The data:

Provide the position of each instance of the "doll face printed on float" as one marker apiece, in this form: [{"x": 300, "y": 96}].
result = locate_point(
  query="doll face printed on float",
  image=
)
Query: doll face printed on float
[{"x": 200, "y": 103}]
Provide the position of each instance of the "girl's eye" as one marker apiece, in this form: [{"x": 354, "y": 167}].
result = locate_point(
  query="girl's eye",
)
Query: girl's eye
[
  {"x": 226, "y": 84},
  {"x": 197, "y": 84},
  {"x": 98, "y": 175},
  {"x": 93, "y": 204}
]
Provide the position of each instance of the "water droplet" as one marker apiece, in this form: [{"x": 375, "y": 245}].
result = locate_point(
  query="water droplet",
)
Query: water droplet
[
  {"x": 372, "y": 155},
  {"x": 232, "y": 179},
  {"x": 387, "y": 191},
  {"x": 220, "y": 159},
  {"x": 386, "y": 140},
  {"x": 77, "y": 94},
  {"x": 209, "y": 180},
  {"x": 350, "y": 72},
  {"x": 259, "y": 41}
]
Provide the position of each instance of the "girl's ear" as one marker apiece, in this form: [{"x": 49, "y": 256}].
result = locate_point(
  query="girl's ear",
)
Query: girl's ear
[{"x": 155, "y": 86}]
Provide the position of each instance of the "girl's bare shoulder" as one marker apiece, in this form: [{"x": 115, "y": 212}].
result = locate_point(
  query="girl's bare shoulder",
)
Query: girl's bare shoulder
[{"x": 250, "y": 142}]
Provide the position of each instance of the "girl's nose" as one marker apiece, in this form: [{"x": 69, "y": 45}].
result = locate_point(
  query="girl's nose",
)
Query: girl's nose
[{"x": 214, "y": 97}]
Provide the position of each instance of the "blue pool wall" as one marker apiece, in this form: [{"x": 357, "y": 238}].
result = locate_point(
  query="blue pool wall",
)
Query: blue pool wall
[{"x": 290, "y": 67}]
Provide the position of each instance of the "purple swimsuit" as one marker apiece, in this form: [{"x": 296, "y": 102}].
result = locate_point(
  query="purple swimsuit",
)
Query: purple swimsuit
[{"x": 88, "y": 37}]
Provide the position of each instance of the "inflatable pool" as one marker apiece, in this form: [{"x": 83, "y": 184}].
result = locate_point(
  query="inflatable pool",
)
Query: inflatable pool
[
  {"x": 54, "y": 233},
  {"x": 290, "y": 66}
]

About this task:
Exact duplication of all the data above is expected.

Finished exercise:
Provide the position of each instance of the "doll face printed on float" as one marker apiece, in this form: [{"x": 300, "y": 96}].
result = locate_point(
  query="doll face printed on float",
  image=
)
Query: doll face printed on float
[{"x": 200, "y": 103}]
Provide the position of each instance of the "girl's eye" as one marker apiece, in this form: [{"x": 354, "y": 167}].
result = locate_point(
  query="girl's eye",
)
Query: girl's eye
[
  {"x": 226, "y": 84},
  {"x": 197, "y": 84},
  {"x": 98, "y": 175},
  {"x": 93, "y": 204}
]
Provide the position of each instance of the "water droplet" as one marker apiece, in this form: [{"x": 375, "y": 245}].
result = locate_point(
  query="water droplet",
)
Query: water droplet
[
  {"x": 372, "y": 155},
  {"x": 232, "y": 179},
  {"x": 387, "y": 191},
  {"x": 220, "y": 159},
  {"x": 386, "y": 140},
  {"x": 77, "y": 94},
  {"x": 209, "y": 180},
  {"x": 350, "y": 72},
  {"x": 259, "y": 41}
]
Provide the position of each instance of the "girl's ear" as one marker apiece, in this form: [{"x": 49, "y": 256}].
result = locate_point(
  query="girl's ear",
)
Query: girl's ear
[{"x": 155, "y": 86}]
Provide the position of each instance of the "girl's bare shoulder" as one marker apiece, in this form: [{"x": 115, "y": 212}].
result = locate_point(
  query="girl's bare shoulder",
)
Query: girl's bare shoulder
[{"x": 250, "y": 142}]
Provide the position of each instance of the "girl's nose" as one marker apiece, in this form: [{"x": 69, "y": 45}].
result = locate_point(
  query="girl's nose",
)
Query: girl's nose
[{"x": 214, "y": 97}]
Provide the position of each instance of the "blue pool wall" as one marker apiece, in this form: [{"x": 357, "y": 238}].
result = locate_point(
  query="blue pool wall",
)
Query: blue pool wall
[{"x": 290, "y": 67}]
Provide the position of each instance of the "purple swimsuit" as one marker apiece, in this form: [{"x": 296, "y": 102}].
result = locate_point(
  query="purple swimsuit",
)
Query: purple swimsuit
[{"x": 88, "y": 37}]
Provide the position of each instance of the "inflatable pool" as one marker apiece, in this form: [{"x": 83, "y": 184}].
result = locate_point(
  query="inflatable pool",
)
Query: inflatable pool
[
  {"x": 54, "y": 233},
  {"x": 290, "y": 66}
]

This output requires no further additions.